Exercise brief: Print the passage of the heavy metal counterpoint thread between "The beginning of" and "by the rules?", inclusive, without changing anything.

Text segment:
- - -

# Examples of Counter Point in heavy metal?



## Rogueleader (Oct 1, 2009)

I'm a music student in college and in my theory classes we are starting to do an analysis of contrapunctal music. Which leads me to the question... What are some (Strict or less strict) uses of counterpoint in heavy metal?

Sorry if there's been a thread like this already but I couldn't find it with search.


----------



## Stealthdjentstic (Oct 1, 2009)

Anata is really well known for this

http://en.wikipedia.org/wiki/Anata


----------



## Rogueleader (Oct 1, 2009)

Stealthtastic said:


> Anata is really well known for this
> 
> Anata - Wikipedia, the free encyclopedia




The beginning of that was really clear. One of my main questions is: Is soloing over a riff/progression whatever commonly considered contrpunctal if it abides by the rules?


----------



## Stealthdjentstic (Oct 1, 2009)

I have no idea, I don't even know what counterpoint is really


----------



## Rogueleader (Oct 1, 2009)

Stealthtastic said:


> I have no idea, I don't even know what counterpoint is really



I don't really either. I was hoping (an I'm sure they do) that someone here has a rock solid understanding of the concept. For example is the start of Could This Be Magic? by van halen counterpoint? I've thought of a couple other example but it would be nice if someone could verify if I am OK in my conceptual understanding or completely off base.


----------



## Mr. S (Oct 1, 2009)

Emperor use it alot in their later albums, IX Equilibrium and Promethieus in particular. though 'curse you all men' is a good example:


----------



## All_¥our_Bass (Oct 1, 2009)

Basically you have two or more different melodies going at the same and usually when one is moving upward the other will move downward.

Soloing over stuff technically fulfills this (different instruments doing different things at the same time) but a better example would be two different guitar riffs that are distinct but harmonize well, being played at the same time.


----------



## TruthDose (Oct 1, 2009)

Also, just about anything from Spawn of Possession

Just Listen to the melodies.




this one is much easier to focus on..


----------



## Mr. Big Noodles (Oct 1, 2009)

- - -

Dataset content:
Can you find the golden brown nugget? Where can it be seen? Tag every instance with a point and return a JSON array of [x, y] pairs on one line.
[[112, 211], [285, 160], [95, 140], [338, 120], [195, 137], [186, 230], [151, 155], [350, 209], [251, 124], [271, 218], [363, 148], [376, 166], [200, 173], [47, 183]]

- - -

Written solution:
The beginning of that was really clear. One of my main questions is: Is soloing over a riff/progression whatever commonly considered contrpunctal if it abides by the rules?